= EXERCISE =
Turn the records below into a numbered list, starting at the line containing "Kindly point to the gray" and continuing through the end of the records. Skip any blank lines.

[Object pointing dataset rows]
%%

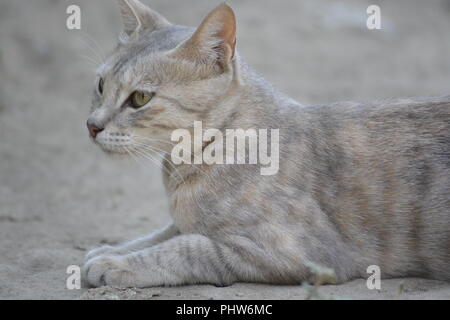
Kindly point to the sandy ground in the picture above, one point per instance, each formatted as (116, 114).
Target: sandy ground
(60, 196)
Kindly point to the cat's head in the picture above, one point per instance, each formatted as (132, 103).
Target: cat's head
(160, 77)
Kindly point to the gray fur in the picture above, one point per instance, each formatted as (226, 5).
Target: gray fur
(358, 184)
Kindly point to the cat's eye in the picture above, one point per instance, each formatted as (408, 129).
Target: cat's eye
(140, 98)
(100, 85)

%%

= SOLUTION TO THIS EXERCISE =
1. Kindly point to the gray fur in the picture above, one point per instance, each formatted as (226, 5).
2. Target: gray fur
3. (358, 184)
4. Kindly point to the cat's eye in the picture above, one point per instance, each formatted as (408, 129).
5. Target: cat's eye
6. (140, 98)
7. (100, 85)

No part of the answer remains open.